**Data to use**

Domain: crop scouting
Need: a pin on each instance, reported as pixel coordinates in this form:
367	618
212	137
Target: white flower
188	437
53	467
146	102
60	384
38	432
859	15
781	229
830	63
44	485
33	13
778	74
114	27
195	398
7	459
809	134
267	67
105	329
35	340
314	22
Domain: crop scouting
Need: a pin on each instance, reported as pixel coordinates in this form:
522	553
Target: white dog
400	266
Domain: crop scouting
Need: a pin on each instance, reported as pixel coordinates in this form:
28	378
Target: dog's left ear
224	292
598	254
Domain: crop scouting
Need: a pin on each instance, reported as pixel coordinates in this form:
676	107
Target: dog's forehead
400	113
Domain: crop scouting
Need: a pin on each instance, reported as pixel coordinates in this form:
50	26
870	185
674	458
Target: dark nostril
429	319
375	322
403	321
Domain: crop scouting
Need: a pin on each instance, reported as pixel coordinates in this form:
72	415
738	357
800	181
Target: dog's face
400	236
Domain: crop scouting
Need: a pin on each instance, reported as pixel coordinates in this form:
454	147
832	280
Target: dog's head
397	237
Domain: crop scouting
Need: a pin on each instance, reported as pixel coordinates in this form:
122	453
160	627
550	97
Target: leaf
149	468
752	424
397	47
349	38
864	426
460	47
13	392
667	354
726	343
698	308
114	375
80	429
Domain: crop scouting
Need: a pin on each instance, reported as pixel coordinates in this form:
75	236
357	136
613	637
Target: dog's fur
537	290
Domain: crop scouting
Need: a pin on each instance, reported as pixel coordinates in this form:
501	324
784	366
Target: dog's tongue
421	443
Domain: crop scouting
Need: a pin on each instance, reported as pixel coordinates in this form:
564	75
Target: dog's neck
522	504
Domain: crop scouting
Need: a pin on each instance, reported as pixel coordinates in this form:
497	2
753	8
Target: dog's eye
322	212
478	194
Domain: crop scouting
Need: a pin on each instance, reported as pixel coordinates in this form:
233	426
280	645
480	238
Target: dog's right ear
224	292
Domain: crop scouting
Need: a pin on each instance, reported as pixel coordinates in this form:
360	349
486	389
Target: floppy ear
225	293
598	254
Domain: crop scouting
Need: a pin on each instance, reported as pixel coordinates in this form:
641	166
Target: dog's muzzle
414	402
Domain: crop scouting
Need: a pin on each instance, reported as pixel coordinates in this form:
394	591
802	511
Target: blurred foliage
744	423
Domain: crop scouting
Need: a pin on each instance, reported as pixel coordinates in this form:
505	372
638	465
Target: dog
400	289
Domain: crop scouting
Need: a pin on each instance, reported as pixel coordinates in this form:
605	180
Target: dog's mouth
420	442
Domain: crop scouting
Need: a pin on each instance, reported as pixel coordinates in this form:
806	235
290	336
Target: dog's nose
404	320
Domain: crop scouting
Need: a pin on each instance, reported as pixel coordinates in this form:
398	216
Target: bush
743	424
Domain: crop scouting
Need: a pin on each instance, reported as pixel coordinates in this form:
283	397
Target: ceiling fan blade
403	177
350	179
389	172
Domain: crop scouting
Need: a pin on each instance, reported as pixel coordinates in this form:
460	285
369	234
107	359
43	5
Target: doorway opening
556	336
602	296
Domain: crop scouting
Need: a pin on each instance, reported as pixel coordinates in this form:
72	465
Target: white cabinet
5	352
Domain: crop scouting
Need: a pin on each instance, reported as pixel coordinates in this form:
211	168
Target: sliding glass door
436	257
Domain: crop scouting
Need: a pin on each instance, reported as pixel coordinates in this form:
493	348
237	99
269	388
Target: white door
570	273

**Direction**
How many lines of the records above contain the string "white" with matching case? Reply with the number alone.

**Task solution**
4